What the task requires - Reproduce the line that holds "point: man wearing" together with all the lines after it up to the end of the entries.

***** Dataset entries

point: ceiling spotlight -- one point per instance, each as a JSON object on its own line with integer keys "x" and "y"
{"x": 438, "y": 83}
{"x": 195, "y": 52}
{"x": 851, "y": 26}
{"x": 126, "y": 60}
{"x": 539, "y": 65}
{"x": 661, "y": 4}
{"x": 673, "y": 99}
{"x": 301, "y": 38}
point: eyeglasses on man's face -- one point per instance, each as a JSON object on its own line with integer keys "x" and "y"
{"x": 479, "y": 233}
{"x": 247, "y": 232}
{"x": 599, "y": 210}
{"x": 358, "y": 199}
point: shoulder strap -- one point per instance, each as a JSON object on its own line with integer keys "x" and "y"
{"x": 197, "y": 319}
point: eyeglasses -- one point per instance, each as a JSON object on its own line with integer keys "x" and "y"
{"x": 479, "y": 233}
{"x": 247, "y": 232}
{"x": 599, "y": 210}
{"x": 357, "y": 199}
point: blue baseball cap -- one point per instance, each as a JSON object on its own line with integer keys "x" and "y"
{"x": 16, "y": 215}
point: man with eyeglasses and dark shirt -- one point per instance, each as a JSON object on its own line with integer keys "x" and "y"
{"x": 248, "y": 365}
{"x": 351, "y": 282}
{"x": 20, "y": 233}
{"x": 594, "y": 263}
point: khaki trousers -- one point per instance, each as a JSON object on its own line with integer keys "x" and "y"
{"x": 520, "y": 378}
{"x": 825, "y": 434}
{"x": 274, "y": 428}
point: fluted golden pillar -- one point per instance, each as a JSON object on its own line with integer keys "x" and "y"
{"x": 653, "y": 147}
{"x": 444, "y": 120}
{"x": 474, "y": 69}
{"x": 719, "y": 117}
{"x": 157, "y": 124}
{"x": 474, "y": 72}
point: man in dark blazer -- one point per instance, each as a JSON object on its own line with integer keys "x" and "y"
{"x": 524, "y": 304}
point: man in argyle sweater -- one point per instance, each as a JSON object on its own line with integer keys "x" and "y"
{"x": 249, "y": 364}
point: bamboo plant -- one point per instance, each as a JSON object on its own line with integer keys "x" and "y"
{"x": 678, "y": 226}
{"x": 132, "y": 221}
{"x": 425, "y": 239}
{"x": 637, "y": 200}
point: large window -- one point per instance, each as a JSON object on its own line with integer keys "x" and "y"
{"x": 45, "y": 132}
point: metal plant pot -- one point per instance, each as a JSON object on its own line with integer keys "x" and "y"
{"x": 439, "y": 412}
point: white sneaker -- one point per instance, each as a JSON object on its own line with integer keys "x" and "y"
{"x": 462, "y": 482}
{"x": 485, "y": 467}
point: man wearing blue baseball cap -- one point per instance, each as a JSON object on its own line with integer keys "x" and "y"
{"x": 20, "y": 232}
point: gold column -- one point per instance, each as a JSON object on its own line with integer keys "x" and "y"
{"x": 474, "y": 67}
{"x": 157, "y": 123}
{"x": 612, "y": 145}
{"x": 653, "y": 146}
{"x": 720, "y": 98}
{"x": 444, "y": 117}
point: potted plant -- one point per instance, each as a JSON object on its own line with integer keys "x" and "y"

**********

Exercise answer -
point: man wearing blue baseball cap -- one point per instance, each as a JSON object on its own line with integer keys "x" and "y"
{"x": 20, "y": 232}
point: gold column -- one point per instance, each as a JSON object on its own line with integer keys "x" and "y"
{"x": 474, "y": 67}
{"x": 157, "y": 123}
{"x": 612, "y": 145}
{"x": 653, "y": 146}
{"x": 720, "y": 98}
{"x": 444, "y": 117}
point: potted plant -- one point per instance, each as a JSON object on its own line with integer keys "x" and "y"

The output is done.